▸ Check your understanding
1) Answer these questions using the month-by-month coffee market review:
(a) What high did the coffee market reach on the 22nd of February?
(b) To what level did certified Arabica stocks dip toward the end of May?
(c) How many bags was Cooxupe expecting for the year?
2) Write the next part of the month-by-month coffee market review, picking up after its final sentence.
━━━━━ Excerpt provided
February
Due to cyber related issues the COT was not published for most of the month, so we were in the dark about who was trading what. Inflation figures were the centre of attention with many politicians happy about figures getting closer to single digit numbers. The coffee market hit a high of 187.55 c/lb on the 22nd of February.
March
The collapse of Silicon Valley Bank (SVB), Silvergate and Signature sent jitters across the global financial system. The increased systemic risk was not US centric though, with illiquidity fears spreading across the pond to big European lenders such as Credit Suisse too.
April
Around Easter time the coffee market went gangbusters and from an open of 167.65 c/lb on April 1st, we saw a month high of 197.90 c/lb on the 18th and a close of 180.45 c/lb on the 28th. The key driver? The Brazilian Real’s movements and low crop figures from key origins.
May
Certified Arabica stocks fell to their lowest level in 6 months. Towards the end of the month they dipped to 598,000 bags, representing a 12% reduction over May and a 27% reduction over 2023 and this gave the market support as we entered June.
June
We saw some more rate pauses from central bankers and this caused some people to ask the question: “Have we seen the end of rate rises? ’’ The FED held the Fed Funds Rate at 5-5.25% but did indicate it was just a pause. Lagarde on the other hand said that there was still much work to be done: “Are we done? Have we finished the journey? No. We’re not at our destination. Do we still have ground to cover? Yes…’’
July
Early July was the strongest period of the year for the Pound Sterling (1.30) and the Euro (1.12), but we would see a steady decline from then to mid-October. Colombian coffee differentials continued to dip and other origins were thinking how long they had till they needed to adjust theirs or sell all their remaining stock! Most Central American producers managed to avoid this but Peruvians were keenly aware that they could not be dearer than Colombia for too long.
August
With the Bazil harvest over 75% complete towards the end of the month, we began to see some more solid estimates for the year’s volume start to come in. Cooxupe, Brazil’s largest coffee cooperative, was expecting almost 6.5 million bags, an increase of just under 30% on the previous year.
━━━━━━━━━━
━━━━━ Supplied material
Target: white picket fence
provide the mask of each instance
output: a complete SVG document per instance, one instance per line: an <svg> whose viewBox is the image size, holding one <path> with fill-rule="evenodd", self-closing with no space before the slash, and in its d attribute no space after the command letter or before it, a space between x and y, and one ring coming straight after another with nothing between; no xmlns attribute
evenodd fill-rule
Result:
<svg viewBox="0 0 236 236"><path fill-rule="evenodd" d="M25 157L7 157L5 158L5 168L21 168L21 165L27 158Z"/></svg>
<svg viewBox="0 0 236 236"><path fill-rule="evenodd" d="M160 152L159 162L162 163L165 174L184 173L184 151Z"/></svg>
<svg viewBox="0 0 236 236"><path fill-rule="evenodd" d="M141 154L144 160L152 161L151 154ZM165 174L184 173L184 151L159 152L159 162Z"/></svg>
━━━━━━━━━━
━━━━━ Supplied material
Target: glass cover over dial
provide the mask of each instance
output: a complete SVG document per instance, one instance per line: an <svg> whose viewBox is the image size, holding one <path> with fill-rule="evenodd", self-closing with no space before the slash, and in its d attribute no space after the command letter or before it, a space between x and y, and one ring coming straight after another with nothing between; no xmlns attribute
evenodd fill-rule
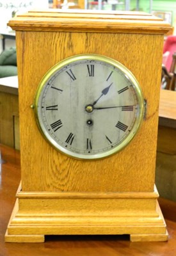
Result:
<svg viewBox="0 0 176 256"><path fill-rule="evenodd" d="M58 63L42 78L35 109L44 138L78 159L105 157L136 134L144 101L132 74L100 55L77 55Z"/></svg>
━━━━━━━━━━
▸ Expected responses
1)
(a) 187.55 c/lb
(b) 598,000 bags
(c) Almost 6.5 million bags

2)
September
Weather in Brazil once again dominated the headlines and we moved from talking about the current harvest, to rain and flower development for the 2024/5 harvest. We like talking about weather in England but we also really like talking about Brazilian weather in the coffee industry! The combination of reduced rainfall and high temperatures posed a potential risk to the crop, although it’s worth noting that the 2024/2025 Brazilian crop was anticipated to be large. This did not stop the market falling towards the end of the month however.
October
Nor did it stop the market hitting the yearly low of 145 c/lb on the 10th of October! However, as you can see from the graph below, we did not stay there for long. The coffee market spent the last quarter zooming up to briefly breach 200 c/lb before closing the year out at 188.30 c/lb (losing 8.9 c/lb on the final day of the year)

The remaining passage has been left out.